Work required = Start with the first line of the data and end with the line that holds "positive clicks: (329, 399)"; write out each one exactly.

Records for the task =
----
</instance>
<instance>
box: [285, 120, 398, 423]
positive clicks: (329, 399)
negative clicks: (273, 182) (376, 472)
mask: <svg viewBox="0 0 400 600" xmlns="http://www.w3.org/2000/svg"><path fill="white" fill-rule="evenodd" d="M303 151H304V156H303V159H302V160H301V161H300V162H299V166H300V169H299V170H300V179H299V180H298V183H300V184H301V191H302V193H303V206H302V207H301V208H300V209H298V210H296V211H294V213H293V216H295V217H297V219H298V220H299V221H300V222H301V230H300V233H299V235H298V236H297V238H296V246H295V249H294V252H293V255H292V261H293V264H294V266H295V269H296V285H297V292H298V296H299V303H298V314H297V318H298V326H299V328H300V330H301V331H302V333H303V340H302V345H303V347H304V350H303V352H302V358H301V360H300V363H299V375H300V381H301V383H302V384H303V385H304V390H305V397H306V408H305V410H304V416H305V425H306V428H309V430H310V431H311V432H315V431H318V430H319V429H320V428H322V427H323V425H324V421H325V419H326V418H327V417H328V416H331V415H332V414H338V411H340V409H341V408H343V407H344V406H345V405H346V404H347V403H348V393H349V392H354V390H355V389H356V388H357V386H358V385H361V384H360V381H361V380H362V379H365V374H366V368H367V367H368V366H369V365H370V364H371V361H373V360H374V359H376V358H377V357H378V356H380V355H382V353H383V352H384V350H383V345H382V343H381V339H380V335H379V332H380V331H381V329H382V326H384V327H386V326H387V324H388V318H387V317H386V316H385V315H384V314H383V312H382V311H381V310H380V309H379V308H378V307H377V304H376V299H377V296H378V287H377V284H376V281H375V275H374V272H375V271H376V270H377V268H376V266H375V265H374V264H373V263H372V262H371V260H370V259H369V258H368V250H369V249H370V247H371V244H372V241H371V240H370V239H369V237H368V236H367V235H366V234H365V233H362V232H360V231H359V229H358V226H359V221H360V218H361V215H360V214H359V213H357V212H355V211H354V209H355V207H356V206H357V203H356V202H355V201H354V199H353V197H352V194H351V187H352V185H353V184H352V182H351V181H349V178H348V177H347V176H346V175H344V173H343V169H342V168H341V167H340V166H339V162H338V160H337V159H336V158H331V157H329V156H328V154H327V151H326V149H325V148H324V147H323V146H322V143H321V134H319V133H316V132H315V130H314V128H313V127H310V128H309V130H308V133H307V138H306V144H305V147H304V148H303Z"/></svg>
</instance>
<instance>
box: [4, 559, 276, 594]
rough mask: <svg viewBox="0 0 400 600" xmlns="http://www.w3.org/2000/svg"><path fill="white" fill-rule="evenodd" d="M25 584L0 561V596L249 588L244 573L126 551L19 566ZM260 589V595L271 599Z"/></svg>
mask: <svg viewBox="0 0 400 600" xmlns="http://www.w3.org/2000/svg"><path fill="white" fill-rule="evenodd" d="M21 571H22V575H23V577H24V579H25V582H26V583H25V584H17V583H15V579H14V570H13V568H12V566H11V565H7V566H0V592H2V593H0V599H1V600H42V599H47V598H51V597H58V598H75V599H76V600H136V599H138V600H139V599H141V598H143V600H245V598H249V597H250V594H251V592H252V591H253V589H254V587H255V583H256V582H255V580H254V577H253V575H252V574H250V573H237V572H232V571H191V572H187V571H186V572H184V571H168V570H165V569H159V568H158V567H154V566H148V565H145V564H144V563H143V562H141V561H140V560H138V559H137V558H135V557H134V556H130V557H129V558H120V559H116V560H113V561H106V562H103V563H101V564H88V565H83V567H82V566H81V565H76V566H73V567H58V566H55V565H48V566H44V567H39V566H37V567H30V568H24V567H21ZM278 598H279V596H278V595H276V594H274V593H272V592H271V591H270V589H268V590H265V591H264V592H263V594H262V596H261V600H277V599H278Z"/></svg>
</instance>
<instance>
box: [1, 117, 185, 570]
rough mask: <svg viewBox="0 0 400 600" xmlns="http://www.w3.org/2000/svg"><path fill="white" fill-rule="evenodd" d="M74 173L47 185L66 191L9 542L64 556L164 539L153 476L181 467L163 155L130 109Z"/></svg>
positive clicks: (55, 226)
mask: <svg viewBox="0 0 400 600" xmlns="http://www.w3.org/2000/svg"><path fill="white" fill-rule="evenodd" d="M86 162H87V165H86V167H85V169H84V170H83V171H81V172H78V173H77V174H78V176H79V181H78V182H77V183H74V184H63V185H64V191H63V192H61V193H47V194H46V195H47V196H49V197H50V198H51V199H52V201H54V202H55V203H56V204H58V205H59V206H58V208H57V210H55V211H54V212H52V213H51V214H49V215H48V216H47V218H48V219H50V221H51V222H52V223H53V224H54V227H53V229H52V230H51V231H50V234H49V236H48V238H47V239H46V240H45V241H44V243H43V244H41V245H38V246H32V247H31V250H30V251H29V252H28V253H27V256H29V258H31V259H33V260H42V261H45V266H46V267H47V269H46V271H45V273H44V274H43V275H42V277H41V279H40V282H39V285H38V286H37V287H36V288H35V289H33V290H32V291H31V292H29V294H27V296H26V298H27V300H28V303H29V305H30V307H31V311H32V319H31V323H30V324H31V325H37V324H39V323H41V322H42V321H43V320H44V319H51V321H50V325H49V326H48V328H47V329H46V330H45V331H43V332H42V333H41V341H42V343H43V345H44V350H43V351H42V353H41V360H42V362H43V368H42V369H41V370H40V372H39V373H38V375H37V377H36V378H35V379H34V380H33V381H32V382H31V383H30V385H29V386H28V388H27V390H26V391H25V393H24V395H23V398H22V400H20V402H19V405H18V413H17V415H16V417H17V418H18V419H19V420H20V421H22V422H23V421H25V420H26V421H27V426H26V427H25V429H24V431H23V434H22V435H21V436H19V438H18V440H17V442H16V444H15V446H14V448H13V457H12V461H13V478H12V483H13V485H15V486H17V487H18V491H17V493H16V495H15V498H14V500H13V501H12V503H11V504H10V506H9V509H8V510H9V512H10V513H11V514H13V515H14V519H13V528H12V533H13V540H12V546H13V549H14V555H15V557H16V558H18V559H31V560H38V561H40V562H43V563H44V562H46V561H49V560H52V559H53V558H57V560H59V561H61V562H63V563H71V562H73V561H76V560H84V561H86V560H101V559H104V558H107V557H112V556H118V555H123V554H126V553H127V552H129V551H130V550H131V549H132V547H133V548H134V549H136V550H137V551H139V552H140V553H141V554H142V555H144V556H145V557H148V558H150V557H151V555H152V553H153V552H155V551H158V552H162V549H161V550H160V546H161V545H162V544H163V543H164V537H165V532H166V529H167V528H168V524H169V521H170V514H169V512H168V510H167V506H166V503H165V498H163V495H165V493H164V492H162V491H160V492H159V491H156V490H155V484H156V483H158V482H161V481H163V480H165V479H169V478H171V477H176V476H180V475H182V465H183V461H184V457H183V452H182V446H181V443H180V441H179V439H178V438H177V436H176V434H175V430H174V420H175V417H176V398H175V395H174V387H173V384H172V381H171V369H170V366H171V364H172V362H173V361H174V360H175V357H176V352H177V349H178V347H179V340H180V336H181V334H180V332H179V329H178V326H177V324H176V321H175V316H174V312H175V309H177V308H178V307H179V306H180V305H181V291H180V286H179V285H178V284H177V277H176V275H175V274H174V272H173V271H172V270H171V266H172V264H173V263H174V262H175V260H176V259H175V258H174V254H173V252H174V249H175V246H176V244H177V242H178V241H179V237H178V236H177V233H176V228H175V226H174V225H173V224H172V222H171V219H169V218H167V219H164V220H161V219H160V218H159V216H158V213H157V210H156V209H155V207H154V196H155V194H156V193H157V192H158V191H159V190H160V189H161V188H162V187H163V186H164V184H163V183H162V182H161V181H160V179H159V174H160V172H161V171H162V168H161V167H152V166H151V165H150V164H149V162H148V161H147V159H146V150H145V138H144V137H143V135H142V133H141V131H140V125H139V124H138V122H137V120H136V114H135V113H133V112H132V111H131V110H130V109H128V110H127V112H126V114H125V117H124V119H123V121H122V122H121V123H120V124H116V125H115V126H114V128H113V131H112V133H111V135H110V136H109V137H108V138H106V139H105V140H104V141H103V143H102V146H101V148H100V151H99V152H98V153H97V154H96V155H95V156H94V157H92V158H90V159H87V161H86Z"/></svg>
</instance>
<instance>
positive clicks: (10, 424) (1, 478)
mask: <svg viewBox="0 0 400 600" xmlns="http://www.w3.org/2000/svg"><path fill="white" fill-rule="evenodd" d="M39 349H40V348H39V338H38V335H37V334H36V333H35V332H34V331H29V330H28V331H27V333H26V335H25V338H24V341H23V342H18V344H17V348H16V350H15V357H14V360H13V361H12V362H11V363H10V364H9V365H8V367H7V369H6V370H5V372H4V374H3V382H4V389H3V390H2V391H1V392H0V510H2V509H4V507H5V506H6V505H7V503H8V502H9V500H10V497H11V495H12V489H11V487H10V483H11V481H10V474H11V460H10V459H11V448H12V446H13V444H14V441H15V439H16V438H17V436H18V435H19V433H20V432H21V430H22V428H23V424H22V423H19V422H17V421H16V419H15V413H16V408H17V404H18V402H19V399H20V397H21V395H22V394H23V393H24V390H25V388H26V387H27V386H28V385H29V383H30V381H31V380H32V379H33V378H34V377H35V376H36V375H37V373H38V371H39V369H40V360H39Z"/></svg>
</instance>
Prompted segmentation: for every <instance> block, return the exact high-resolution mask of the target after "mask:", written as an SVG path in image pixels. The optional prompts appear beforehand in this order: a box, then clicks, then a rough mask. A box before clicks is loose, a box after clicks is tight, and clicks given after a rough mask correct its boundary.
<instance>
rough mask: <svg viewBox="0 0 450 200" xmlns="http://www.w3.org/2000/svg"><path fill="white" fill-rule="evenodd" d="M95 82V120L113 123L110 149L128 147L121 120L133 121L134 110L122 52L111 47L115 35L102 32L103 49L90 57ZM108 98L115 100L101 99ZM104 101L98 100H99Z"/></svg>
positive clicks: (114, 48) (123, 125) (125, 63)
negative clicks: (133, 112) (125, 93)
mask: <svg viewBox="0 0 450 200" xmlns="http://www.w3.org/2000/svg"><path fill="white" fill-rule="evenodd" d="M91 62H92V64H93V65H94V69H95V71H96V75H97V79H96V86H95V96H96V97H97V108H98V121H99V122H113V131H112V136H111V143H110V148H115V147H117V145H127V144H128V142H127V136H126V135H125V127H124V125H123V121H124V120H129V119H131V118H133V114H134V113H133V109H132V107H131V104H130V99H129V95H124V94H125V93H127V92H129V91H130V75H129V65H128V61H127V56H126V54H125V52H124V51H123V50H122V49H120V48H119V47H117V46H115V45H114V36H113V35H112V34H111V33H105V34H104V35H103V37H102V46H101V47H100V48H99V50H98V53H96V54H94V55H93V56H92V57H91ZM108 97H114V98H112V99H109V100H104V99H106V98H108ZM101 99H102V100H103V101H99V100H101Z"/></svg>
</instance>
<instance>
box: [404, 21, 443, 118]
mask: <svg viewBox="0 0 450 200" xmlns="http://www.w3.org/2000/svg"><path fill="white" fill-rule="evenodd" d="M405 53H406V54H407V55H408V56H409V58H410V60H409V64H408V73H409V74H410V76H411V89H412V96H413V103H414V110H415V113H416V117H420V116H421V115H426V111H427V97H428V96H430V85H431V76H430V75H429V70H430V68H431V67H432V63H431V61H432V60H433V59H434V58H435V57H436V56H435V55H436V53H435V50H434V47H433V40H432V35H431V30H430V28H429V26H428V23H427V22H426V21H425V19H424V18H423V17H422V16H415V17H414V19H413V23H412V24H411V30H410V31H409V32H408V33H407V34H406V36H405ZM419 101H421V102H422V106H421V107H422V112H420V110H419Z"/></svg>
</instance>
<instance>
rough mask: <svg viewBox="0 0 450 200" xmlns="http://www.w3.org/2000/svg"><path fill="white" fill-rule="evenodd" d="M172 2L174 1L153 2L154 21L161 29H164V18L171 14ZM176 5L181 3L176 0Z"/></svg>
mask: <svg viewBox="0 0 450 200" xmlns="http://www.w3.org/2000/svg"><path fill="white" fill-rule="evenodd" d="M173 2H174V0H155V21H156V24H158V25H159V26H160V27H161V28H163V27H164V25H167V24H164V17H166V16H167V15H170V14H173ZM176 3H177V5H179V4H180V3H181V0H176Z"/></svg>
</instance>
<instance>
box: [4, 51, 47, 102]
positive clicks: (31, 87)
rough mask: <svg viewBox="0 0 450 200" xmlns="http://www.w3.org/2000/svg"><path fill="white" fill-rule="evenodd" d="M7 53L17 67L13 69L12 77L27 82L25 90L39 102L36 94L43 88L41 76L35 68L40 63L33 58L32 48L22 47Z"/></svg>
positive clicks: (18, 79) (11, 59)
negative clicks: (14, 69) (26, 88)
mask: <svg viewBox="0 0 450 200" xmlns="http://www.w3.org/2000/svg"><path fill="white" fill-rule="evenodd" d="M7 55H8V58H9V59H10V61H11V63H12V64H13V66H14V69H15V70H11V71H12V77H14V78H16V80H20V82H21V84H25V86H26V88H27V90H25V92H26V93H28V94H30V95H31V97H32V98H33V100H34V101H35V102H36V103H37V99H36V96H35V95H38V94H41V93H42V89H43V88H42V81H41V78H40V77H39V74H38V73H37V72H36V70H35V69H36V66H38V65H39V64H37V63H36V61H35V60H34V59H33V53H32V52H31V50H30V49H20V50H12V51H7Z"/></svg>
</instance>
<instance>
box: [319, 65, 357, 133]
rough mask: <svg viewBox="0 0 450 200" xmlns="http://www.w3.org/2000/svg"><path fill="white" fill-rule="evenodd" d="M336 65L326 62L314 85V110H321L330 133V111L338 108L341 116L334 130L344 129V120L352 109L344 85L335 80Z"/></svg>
----
Answer to the exercise =
</instance>
<instance>
box: [285, 120, 398, 423]
positive clicks: (329, 399)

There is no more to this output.